__Fragmento seleccionado__
En esta era de infancia digital que vivimos, ya es posible apreciar cómo tendemos a traducir nuestra realidad al lenguaje de los bits. Las computadoras nos permitieron crear mundos nuevos, pero todos están desarrollándose para parecerse, tanto como puedan, al que ya conocemos. Cuando hayamos avanzado más en la integración de todas las esferas de nuestras vidas con el medio digital, será inevitable que el proceso incluya abundantes dosis de banalidad.

El libro del futuro no será la excepción. Solemos pensar en el libro digital como una pantalla en la que podremos leer todos los libros que podamos, pero lo cierto es que será mucho más que eso. Quizás ni siquiera identifiquemos el artefacto, o los artefactos (pues es segura la diversidad en este sentido), con la limitante denominación libro digital. Será un adminículo que, además de permitirnos recibir contenidos, nos facultará para comunicarnos con nuestros semejantes sin los aparatosos requerimientos a que nos constriñe la tecnología actual. Incluso los cómodos teléfonos móviles de hoy en día nos parecerán aparatosos cuando esto ocurra. Este nuevo tipo de artefacto llevará el concepto de ergonomía a su máxima expresión: nuestras preferencias personales.

__Extracto de datos__

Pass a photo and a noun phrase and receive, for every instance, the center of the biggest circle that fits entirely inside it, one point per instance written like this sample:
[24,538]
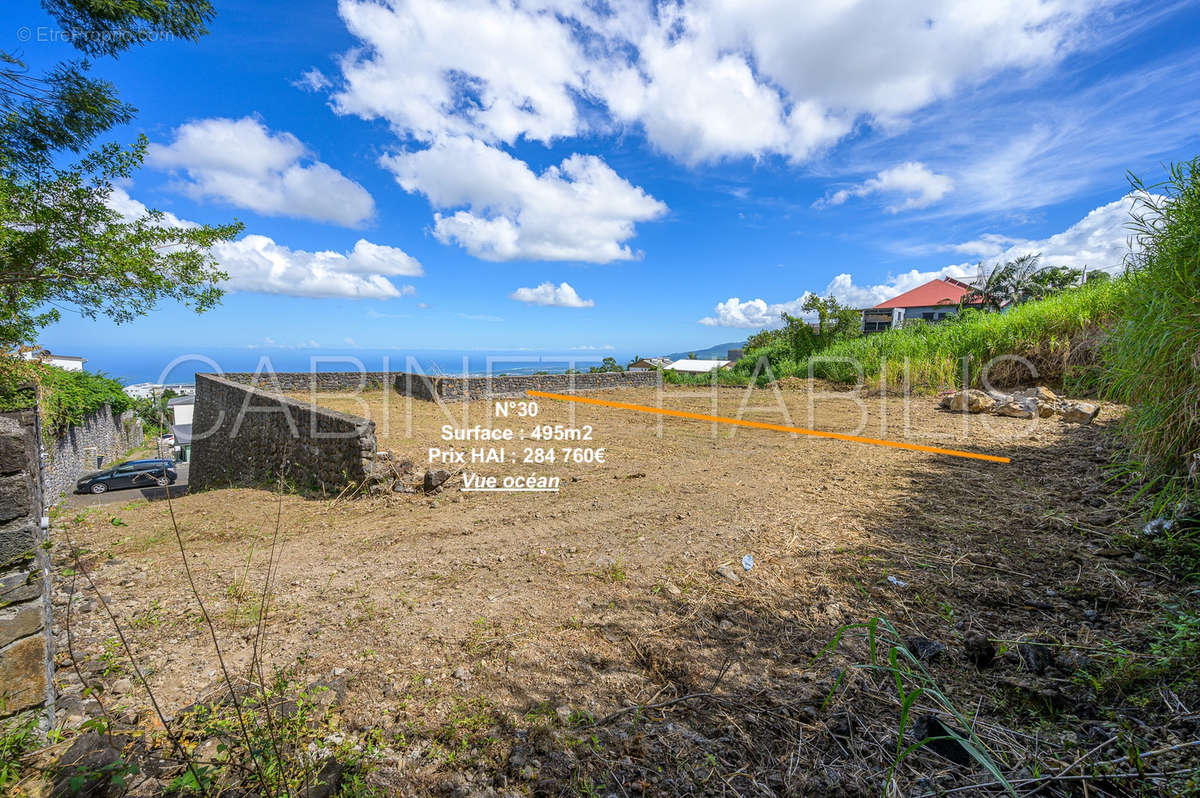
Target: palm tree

__Ejercicios propuestos__
A. Responde estas preguntas según el fragmento sobre el libro del futuro:
(i) ¿Qué nos permitieron crear las computadoras?
(ii) ¿Qué aparatos actuales nos parecerán aparatosos cuando llegue el nuevo artefacto?
(iii) ¿Cuál será la máxima expresión a la que el nuevo artefacto llevará el concepto de ergonomía?
B. Enumera, sin repetirlos, todos los sustantivos a los que acompaña el adjetivo «digital» en el fragmento sobre el libro del futuro.
C. Cita en el fragmento sobre el libro del futuro el tramo que va desde «En esta era» hasta «dosis de banalidad.».

__Soluciones__
A.
(i) Mundos nuevos.
(ii) Los cómodos teléfonos móviles de hoy en día.
(iii) Nuestras preferencias personales.

B. infancia, medio, libro

C.
En esta era de infancia digital que vivimos, ya es posible apreciar cómo tendemos a traducir nuestra realidad al lenguaje de los bits. Las computadoras nos permitieron crear mundos nuevos, pero todos están desarrollándose para parecerse, tanto como puedan, al que ya conocemos. Cuando hayamos avanzado más en la integración de todas las esferas de nuestras vidas con el medio digital, será inevitable que el proceso incluya abundantes dosis de banalidad.